Assignment: Go through the data and copy each line that holds "wooden".
═════ Data
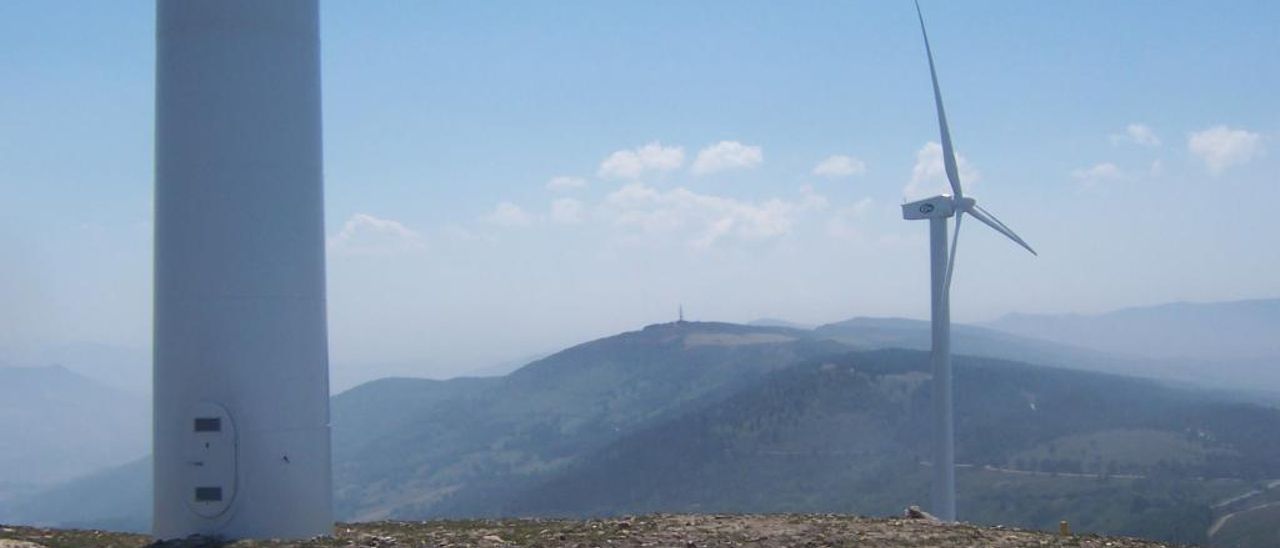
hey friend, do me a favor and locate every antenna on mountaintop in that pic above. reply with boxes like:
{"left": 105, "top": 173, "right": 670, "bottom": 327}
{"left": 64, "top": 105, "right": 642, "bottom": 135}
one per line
{"left": 678, "top": 305, "right": 685, "bottom": 323}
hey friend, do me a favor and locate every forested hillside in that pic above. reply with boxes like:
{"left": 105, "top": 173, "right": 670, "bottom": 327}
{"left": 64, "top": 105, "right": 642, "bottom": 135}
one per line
{"left": 509, "top": 350, "right": 1280, "bottom": 545}
{"left": 332, "top": 322, "right": 848, "bottom": 520}
{"left": 8, "top": 321, "right": 1280, "bottom": 546}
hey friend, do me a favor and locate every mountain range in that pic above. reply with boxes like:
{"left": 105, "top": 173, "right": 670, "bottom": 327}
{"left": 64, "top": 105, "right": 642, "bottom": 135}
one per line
{"left": 986, "top": 298, "right": 1280, "bottom": 393}
{"left": 3, "top": 298, "right": 1279, "bottom": 546}
{"left": 0, "top": 365, "right": 148, "bottom": 488}
{"left": 987, "top": 298, "right": 1280, "bottom": 360}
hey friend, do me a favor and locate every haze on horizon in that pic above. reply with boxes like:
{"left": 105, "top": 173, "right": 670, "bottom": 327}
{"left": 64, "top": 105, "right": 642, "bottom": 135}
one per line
{"left": 1, "top": 1, "right": 1277, "bottom": 388}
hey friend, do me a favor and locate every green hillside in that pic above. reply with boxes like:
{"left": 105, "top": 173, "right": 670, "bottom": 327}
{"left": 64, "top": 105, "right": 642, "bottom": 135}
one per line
{"left": 9, "top": 320, "right": 1280, "bottom": 546}
{"left": 508, "top": 350, "right": 1280, "bottom": 545}
{"left": 3, "top": 321, "right": 850, "bottom": 529}
{"left": 1212, "top": 502, "right": 1280, "bottom": 548}
{"left": 332, "top": 321, "right": 848, "bottom": 520}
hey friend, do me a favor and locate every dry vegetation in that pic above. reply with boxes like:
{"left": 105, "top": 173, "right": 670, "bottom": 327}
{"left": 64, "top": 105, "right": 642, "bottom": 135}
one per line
{"left": 2, "top": 514, "right": 1183, "bottom": 547}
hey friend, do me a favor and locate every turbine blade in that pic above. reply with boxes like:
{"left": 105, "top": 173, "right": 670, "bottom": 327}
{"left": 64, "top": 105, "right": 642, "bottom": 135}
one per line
{"left": 944, "top": 210, "right": 963, "bottom": 292}
{"left": 972, "top": 202, "right": 1016, "bottom": 236}
{"left": 915, "top": 1, "right": 963, "bottom": 200}
{"left": 966, "top": 203, "right": 1037, "bottom": 255}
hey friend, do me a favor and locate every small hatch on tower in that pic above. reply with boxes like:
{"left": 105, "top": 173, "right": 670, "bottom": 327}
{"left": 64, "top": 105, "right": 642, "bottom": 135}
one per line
{"left": 185, "top": 402, "right": 237, "bottom": 518}
{"left": 194, "top": 486, "right": 223, "bottom": 502}
{"left": 193, "top": 418, "right": 221, "bottom": 432}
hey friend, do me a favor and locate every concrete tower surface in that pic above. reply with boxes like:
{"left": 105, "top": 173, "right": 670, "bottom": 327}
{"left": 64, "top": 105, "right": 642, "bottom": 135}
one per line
{"left": 153, "top": 0, "right": 332, "bottom": 539}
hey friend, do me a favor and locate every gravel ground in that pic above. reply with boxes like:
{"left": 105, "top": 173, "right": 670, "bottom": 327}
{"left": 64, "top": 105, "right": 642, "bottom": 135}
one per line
{"left": 1, "top": 514, "right": 1185, "bottom": 547}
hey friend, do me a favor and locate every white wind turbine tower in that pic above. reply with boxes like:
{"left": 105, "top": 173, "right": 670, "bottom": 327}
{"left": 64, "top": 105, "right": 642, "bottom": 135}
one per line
{"left": 904, "top": 2, "right": 1037, "bottom": 522}
{"left": 153, "top": 0, "right": 331, "bottom": 539}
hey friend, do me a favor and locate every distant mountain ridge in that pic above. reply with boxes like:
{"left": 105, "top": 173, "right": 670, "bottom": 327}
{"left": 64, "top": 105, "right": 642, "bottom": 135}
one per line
{"left": 0, "top": 321, "right": 849, "bottom": 529}
{"left": 986, "top": 298, "right": 1280, "bottom": 360}
{"left": 747, "top": 317, "right": 816, "bottom": 330}
{"left": 985, "top": 298, "right": 1280, "bottom": 393}
{"left": 8, "top": 300, "right": 1280, "bottom": 546}
{"left": 0, "top": 365, "right": 148, "bottom": 488}
{"left": 333, "top": 321, "right": 847, "bottom": 521}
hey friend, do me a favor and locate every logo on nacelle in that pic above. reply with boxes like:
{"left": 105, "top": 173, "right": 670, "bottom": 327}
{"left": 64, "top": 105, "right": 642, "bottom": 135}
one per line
{"left": 918, "top": 203, "right": 935, "bottom": 214}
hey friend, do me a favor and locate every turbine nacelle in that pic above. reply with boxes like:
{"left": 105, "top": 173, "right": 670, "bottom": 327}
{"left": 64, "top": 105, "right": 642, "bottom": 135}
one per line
{"left": 901, "top": 195, "right": 976, "bottom": 220}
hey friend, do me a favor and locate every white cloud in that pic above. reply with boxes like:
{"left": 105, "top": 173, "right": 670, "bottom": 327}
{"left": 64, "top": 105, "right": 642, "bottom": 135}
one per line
{"left": 482, "top": 202, "right": 534, "bottom": 227}
{"left": 797, "top": 184, "right": 830, "bottom": 210}
{"left": 549, "top": 198, "right": 585, "bottom": 224}
{"left": 691, "top": 141, "right": 764, "bottom": 175}
{"left": 812, "top": 155, "right": 867, "bottom": 178}
{"left": 328, "top": 213, "right": 425, "bottom": 255}
{"left": 825, "top": 198, "right": 874, "bottom": 240}
{"left": 1071, "top": 162, "right": 1124, "bottom": 186}
{"left": 597, "top": 142, "right": 685, "bottom": 180}
{"left": 1110, "top": 123, "right": 1161, "bottom": 147}
{"left": 904, "top": 142, "right": 980, "bottom": 199}
{"left": 441, "top": 224, "right": 495, "bottom": 244}
{"left": 545, "top": 176, "right": 587, "bottom": 192}
{"left": 600, "top": 183, "right": 825, "bottom": 248}
{"left": 1149, "top": 159, "right": 1164, "bottom": 177}
{"left": 1188, "top": 126, "right": 1262, "bottom": 175}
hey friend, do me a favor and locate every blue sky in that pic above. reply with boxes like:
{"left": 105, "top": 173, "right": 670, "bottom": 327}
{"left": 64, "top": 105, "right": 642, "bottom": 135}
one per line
{"left": 1, "top": 1, "right": 1277, "bottom": 387}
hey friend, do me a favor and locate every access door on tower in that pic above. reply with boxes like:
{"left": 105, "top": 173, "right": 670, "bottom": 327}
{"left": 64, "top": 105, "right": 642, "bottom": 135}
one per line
{"left": 184, "top": 402, "right": 238, "bottom": 518}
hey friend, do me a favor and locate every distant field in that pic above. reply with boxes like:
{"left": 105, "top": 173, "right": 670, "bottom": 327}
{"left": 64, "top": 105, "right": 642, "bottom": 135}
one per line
{"left": 957, "top": 467, "right": 1244, "bottom": 545}
{"left": 1007, "top": 429, "right": 1215, "bottom": 474}
{"left": 1210, "top": 502, "right": 1280, "bottom": 547}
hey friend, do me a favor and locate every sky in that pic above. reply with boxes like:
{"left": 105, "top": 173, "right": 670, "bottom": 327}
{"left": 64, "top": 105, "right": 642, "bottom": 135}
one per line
{"left": 1, "top": 1, "right": 1277, "bottom": 387}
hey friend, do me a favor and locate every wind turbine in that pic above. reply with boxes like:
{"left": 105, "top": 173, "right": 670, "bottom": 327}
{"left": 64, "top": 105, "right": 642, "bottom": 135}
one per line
{"left": 154, "top": 0, "right": 331, "bottom": 539}
{"left": 904, "top": 1, "right": 1037, "bottom": 522}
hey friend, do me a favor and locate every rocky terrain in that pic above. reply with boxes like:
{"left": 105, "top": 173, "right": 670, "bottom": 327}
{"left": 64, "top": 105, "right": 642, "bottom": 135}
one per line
{"left": 1, "top": 514, "right": 1181, "bottom": 547}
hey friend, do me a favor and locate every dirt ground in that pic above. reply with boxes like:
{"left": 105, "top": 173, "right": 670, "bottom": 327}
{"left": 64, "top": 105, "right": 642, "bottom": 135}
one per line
{"left": 1, "top": 514, "right": 1183, "bottom": 547}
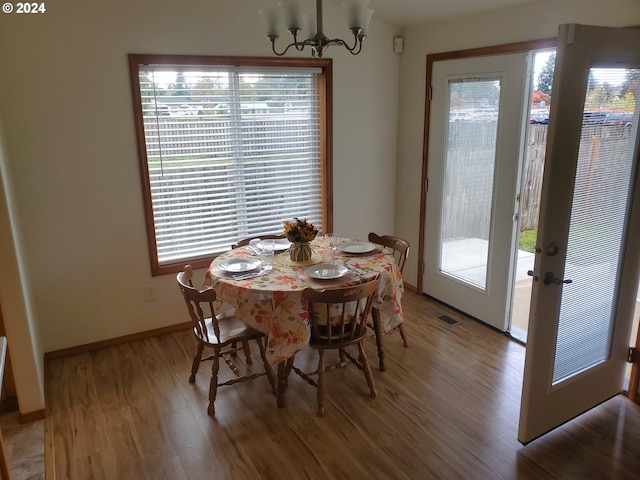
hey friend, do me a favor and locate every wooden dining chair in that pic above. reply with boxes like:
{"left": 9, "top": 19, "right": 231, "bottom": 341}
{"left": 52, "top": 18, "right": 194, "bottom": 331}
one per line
{"left": 177, "top": 265, "right": 276, "bottom": 416}
{"left": 291, "top": 278, "right": 380, "bottom": 416}
{"left": 232, "top": 234, "right": 285, "bottom": 249}
{"left": 368, "top": 232, "right": 410, "bottom": 371}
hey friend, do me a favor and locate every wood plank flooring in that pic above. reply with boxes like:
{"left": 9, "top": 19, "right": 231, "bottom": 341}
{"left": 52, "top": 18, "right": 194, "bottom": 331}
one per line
{"left": 44, "top": 291, "right": 640, "bottom": 479}
{"left": 0, "top": 410, "right": 44, "bottom": 479}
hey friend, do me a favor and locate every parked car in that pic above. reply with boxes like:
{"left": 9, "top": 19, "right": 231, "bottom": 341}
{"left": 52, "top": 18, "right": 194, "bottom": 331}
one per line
{"left": 529, "top": 109, "right": 549, "bottom": 124}
{"left": 603, "top": 112, "right": 633, "bottom": 127}
{"left": 449, "top": 111, "right": 473, "bottom": 122}
{"left": 469, "top": 108, "right": 499, "bottom": 122}
{"left": 582, "top": 111, "right": 607, "bottom": 125}
{"left": 212, "top": 103, "right": 229, "bottom": 115}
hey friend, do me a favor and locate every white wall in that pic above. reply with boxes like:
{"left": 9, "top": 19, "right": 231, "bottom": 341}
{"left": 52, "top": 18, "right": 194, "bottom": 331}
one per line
{"left": 0, "top": 118, "right": 45, "bottom": 414}
{"left": 0, "top": 0, "right": 400, "bottom": 410}
{"left": 395, "top": 0, "right": 640, "bottom": 288}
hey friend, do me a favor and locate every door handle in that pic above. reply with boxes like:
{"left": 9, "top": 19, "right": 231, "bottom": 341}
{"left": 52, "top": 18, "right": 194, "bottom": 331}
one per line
{"left": 543, "top": 271, "right": 572, "bottom": 286}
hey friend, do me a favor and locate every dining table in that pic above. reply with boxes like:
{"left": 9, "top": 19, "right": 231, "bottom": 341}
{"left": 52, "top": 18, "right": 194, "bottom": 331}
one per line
{"left": 207, "top": 236, "right": 404, "bottom": 407}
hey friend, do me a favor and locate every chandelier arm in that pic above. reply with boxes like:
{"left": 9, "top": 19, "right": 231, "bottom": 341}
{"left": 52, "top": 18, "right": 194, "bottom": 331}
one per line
{"left": 347, "top": 39, "right": 364, "bottom": 55}
{"left": 268, "top": 36, "right": 306, "bottom": 57}
{"left": 289, "top": 30, "right": 307, "bottom": 52}
{"left": 326, "top": 34, "right": 361, "bottom": 54}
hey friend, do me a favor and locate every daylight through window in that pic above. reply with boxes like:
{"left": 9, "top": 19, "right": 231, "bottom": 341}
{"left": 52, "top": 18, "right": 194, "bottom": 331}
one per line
{"left": 129, "top": 55, "right": 332, "bottom": 275}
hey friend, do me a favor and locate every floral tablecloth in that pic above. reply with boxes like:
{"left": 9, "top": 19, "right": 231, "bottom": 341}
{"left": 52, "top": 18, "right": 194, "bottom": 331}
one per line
{"left": 208, "top": 238, "right": 404, "bottom": 365}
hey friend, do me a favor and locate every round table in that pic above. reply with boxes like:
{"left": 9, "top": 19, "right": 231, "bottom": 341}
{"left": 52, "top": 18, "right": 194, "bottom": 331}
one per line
{"left": 208, "top": 237, "right": 405, "bottom": 406}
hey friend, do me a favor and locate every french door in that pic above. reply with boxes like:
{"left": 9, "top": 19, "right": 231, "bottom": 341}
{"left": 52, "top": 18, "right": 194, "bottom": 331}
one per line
{"left": 423, "top": 53, "right": 530, "bottom": 331}
{"left": 519, "top": 24, "right": 640, "bottom": 444}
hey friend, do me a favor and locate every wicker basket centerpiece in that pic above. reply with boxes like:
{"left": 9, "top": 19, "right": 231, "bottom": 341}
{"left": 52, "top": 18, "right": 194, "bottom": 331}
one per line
{"left": 283, "top": 217, "right": 318, "bottom": 262}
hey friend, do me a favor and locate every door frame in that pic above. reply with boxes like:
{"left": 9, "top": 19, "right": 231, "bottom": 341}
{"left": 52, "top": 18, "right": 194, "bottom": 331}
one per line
{"left": 419, "top": 37, "right": 555, "bottom": 295}
{"left": 423, "top": 53, "right": 531, "bottom": 331}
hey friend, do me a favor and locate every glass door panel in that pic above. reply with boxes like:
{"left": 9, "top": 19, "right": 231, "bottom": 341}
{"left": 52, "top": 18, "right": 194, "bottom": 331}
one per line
{"left": 553, "top": 67, "right": 638, "bottom": 384}
{"left": 441, "top": 79, "right": 500, "bottom": 290}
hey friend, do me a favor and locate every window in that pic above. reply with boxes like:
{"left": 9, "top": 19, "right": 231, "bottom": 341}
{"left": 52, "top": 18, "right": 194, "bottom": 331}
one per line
{"left": 128, "top": 55, "right": 333, "bottom": 276}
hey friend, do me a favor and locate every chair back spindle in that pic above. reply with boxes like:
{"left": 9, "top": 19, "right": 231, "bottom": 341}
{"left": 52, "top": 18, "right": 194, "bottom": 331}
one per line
{"left": 368, "top": 232, "right": 409, "bottom": 273}
{"left": 303, "top": 279, "right": 379, "bottom": 348}
{"left": 177, "top": 267, "right": 221, "bottom": 343}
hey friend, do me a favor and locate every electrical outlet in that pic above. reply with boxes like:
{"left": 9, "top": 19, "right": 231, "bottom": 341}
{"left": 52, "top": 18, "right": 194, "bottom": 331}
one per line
{"left": 144, "top": 286, "right": 156, "bottom": 302}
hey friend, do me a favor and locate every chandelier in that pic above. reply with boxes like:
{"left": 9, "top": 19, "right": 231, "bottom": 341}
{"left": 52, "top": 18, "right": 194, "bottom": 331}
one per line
{"left": 260, "top": 0, "right": 374, "bottom": 58}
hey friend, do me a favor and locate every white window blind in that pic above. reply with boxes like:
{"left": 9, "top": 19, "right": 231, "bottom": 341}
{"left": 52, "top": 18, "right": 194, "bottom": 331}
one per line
{"left": 136, "top": 64, "right": 325, "bottom": 267}
{"left": 552, "top": 67, "right": 639, "bottom": 384}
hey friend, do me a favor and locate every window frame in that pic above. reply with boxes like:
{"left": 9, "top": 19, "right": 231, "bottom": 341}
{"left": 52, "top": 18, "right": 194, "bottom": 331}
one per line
{"left": 128, "top": 54, "right": 333, "bottom": 276}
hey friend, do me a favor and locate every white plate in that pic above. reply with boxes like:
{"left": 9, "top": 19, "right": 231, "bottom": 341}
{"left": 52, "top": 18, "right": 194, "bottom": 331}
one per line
{"left": 338, "top": 241, "right": 376, "bottom": 254}
{"left": 304, "top": 263, "right": 348, "bottom": 280}
{"left": 258, "top": 238, "right": 291, "bottom": 252}
{"left": 219, "top": 257, "right": 262, "bottom": 273}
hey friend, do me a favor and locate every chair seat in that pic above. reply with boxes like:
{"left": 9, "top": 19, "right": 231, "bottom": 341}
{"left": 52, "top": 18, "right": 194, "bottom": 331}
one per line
{"left": 195, "top": 316, "right": 264, "bottom": 347}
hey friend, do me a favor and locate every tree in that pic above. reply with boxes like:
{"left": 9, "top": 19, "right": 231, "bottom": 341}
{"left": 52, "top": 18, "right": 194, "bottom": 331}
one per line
{"left": 609, "top": 92, "right": 636, "bottom": 111}
{"left": 139, "top": 72, "right": 154, "bottom": 115}
{"left": 239, "top": 74, "right": 313, "bottom": 111}
{"left": 586, "top": 85, "right": 609, "bottom": 111}
{"left": 169, "top": 72, "right": 190, "bottom": 96}
{"left": 586, "top": 70, "right": 597, "bottom": 92}
{"left": 622, "top": 69, "right": 640, "bottom": 96}
{"left": 192, "top": 76, "right": 227, "bottom": 104}
{"left": 448, "top": 79, "right": 500, "bottom": 108}
{"left": 536, "top": 53, "right": 555, "bottom": 95}
{"left": 450, "top": 91, "right": 464, "bottom": 107}
{"left": 531, "top": 90, "right": 550, "bottom": 107}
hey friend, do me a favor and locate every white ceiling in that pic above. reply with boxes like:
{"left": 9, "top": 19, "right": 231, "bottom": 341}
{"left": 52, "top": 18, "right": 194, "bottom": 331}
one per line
{"left": 365, "top": 0, "right": 538, "bottom": 27}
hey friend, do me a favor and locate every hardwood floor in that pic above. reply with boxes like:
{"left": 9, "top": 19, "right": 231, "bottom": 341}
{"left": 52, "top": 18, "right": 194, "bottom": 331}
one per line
{"left": 0, "top": 410, "right": 44, "bottom": 479}
{"left": 44, "top": 291, "right": 640, "bottom": 479}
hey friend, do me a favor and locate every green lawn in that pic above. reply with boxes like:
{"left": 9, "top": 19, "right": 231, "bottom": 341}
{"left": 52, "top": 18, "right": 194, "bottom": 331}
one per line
{"left": 519, "top": 229, "right": 537, "bottom": 253}
{"left": 519, "top": 222, "right": 619, "bottom": 256}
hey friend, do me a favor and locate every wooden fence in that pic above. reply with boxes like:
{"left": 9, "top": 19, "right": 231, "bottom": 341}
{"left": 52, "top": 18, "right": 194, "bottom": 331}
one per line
{"left": 443, "top": 123, "right": 635, "bottom": 239}
{"left": 144, "top": 118, "right": 634, "bottom": 240}
{"left": 520, "top": 125, "right": 546, "bottom": 231}
{"left": 143, "top": 115, "right": 318, "bottom": 160}
{"left": 520, "top": 123, "right": 634, "bottom": 231}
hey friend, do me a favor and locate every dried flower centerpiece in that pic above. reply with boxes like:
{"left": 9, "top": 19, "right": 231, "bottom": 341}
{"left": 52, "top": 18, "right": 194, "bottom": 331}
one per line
══════════
Your response:
hey friend, do me a favor and locate every wooden dining chair in that pic above. reply with boxes like:
hey friend, do me a favor and locate every wooden fence in that pic above. reply with boxes like:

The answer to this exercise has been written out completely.